- Görev Tanımı A: Köşe yazısında yontucunun sanatı neden borsa gibi bir oyuna benzettiğini, metnin verdiği gerekçeye dayanarak açıklayınız.
- Görev Tanımı B: Köşe yazısına göre piksel emekçisinin yanında neyi getirmesine izin verilmemiştir?
- Görev Tanımı C: Köşe yazısındaki ilgili bölümü aynen yazınız: "Çitlenmiş Çekirdek –" sözcüklerinin bulunduğu yerden başlayıp "imgeyi daha tüketti." sözcüklerinden sonra bitiriniz.

Bülent BakanKÖŞE YAZILARI

Çitlenmiş Çekirdek – Bülent Bakan yazdı…

Günlerden bir gün bir yakasına kar yağmış, öbürüne yağmamış sonra yağmura çevirmiş ve diğer yakasına cömert davranmamışken bilim ve sanat açısından iki yakası bir araya gelmemiş şehrin birinde ödül almış- doymamış bir şehirli o güne kadar tükettiği şehrin imgelerine baktı ve işte şimdi bu şehrin ışıkları ışık ve taşıtları taşıt oldu diye düşündü. Camera obscura’sını aldı ve bir imgeyi daha tüketti.

Bu arada güler yüzlü bir piksel emekçisi yıllar öncesinde bir yontucu ve bir benekçi ile yaptığı sohbeti hatırladı ve yattığı yerde huzursuz bir şekilde ters tarafa döndü. Yontucu da benekçi ve ben de bu yerel pazarın adamı kaldık diye düşündü. Yontucu’nun ‘Azizim, bu işin bir savaş meydanı vardır. Çıkarsın, çarpışırsın. Bu meydan da yerel yerler değildir. Ya Paris’tir, hatta o da değildir. New York’tur. New York. Amerika’ sözünü hatırladı. Zamanda yolculuğuna devam etti. ‘Allame-i cihan olsan fark etmez. Bir Picasso, Max Ernst olamazsın. Onlar da olmamıştır zaten ama zaman içinde kutup gibi tek tek kalmışlardır. Galericiler, komisyoncular, eleştirmenler ve borsa, sanat borsasıdır önemli olan. Ama o borsa değere göre çalışır, o değeri de kim biçer, nasıl ölçülür, bilinmez. Sonuçta sanat yapıtları işte bu bezirganların elinde paraya dönüşür. Sanatsa sanat ama, terazisi bunların elindedir. Bu da borsa gibi bir oyun olsa gerek.’ diye bilmişti. Yontucu ‘Bu işin meydanı artık Paris bile değil, New York, New York, Amerika’ diye ısrar ediyordu. O sırada kuzey ışıkları, Aurora yontucunun kafası üzerinde belirivermişti.

Nuri Bilge Celyan & Beyoğlu’nda Tramvaylar, 2004

Sonra emektar camera obscurasını gözünün önüne getirmeye çalıştı. Yanında getirmesine müsaade edilmemişti. ‘Bir Leica olmadan cennetin ne anlamı olabilir?’ diye düşündü. Bir camera obscura olsa ne güzel kareler çekilirdi. Sonra yaktığı ve ortadan kaldırdığı milyonlarca kareyi düşündü. Ortaya çıkardığı güzel karelerin arkasında milyonlarca leş bırakmıştı. Bu litrelerce gümüş iyodür demekti. Deklanşöre bastığı her sefer mükemmele doğru yapılan bir yolculuktu. Milyonlarca kare çekmiş olmasına rağmen bir avuç fotoğraftı sonuçta kamuyla paylaşılan. Bu bir camera obscuracı laneti diye düşündü. Bu işte bu kadar emek vermiş ve her yaptığını her çiziktirdiğini her karaladığını orta yere sermemişti. Hiçbir kimse de ondan böyle bir şey beklememişti.

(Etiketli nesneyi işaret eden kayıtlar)

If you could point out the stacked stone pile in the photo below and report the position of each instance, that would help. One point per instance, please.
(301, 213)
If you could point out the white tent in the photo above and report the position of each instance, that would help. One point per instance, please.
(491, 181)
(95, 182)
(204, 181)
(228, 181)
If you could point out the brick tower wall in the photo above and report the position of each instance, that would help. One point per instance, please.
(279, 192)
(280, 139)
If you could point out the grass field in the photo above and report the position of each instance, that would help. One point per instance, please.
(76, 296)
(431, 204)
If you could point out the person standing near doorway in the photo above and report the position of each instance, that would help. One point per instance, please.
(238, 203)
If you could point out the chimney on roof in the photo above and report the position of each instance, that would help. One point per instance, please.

- Beklenen Çıktı A: Yontucuya göre önemli olan galericiler, komisyoncular, eleştirmenler ve sanat borsasıdır. Bu borsa değere göre çalışır, ancak değeri kimin biçtiği ve nasıl ölçüldüğü bilinmez. Sanat yapıtları bu bezirganların elinde paraya dönüşür ve terazi de onların elindedir; bu yüzden iş borsa gibi bir oyun olarak görülür.

- Beklenen Çıktı B: Emektar camera obscurasını.

- Beklenen Çıktı C:
Çitlenmiş Çekirdek – Bülent Bakan yazdı…

Günlerden bir gün bir yakasına kar yağmış, öbürüne yağmamış sonra yağmura çevirmiş ve diğer yakasına cömert davranmamışken bilim ve sanat açısından iki yakası bir araya gelmemiş şehrin birinde ödül almış- doymamış bir şehirli o güne kadar tükettiği şehrin imgelerine baktı ve işte şimdi bu şehrin ışıkları ışık ve taşıtları taşıt oldu diye düşündü. Camera obscura’sını aldı ve bir imgeyi daha tüketti.